Explore the material:
a) Answer these questions from the McGilvery House text:
(i) In what year was the house built?
(ii) What material is the house clad in?
(iii) What frames the main entrance?
b) Return everything in the McGilvery House text from "The Capt. John" down to "Street Historic District.", copied verbatim.
c) Resume the McGilvery House text, picking up right after its final sentence.

Page text:
····················

Historic house in Maine, United States

The Capt. John McGilvery House is a historic house on East Main Street in Searsport, Maine. Built in 1874 for a popular local ship's captain, it is one of mid-coast Maine's finest examples of residential Second Empire architecture. The house was listed on the National Register of Historic Places, and is a contributing property to Searsport's East Main Street Historic District.

==Description and history==
The John McGilvery House stands on the north side of East Main Street (United States Route 1), at its northeast corner with Black Road. It is set back from the road, and stands next to the house of his brother William, an even more elaborately decorated building. It is a three-story wood-frame structure, topped by a mansard roof and clad in wooden shingles. It has an L-shaped plan, with a single-story porch at the crook of the L, which extends to the right to join with a period carriage barn. The mansard roofs of both the house and barn are studded with mini-gabled bracketed dormers, and the roof lines are studded with paired brackets. The main entrance is framed by pilasters topped by a corniced entablature, with a two-story projecting polygonal bay to its left.

····················

Extracted entries:
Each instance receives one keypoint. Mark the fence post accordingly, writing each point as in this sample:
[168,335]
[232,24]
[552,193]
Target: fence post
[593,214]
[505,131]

····················

Your written answers:
a)
(i) 1874
(ii) Wooden shingles
(iii) Pilasters topped by a corniced entablature

b)
The Capt. John McGilvery House is a historic house on East Main Street in Searsport, Maine. Built in 1874 for a popular local ship's captain, it is one of mid-coast Maine's finest examples of residential Second Empire architecture. The house was listed on the National Register of Historic Places, and is a contributing property to Searsport's East Main Street Historic District.

c)
The house was built in 1874 for John McGilvery, a ship's captain from a local family prominent in the shipping business, and is one of a cluster of high-quality houses built around that time by related captains on East Main Street. McGilvery was one of five brothers, all of whom became sea captains, and he conducted a highly successful career at sea, where he had a reputation for popularity and safety.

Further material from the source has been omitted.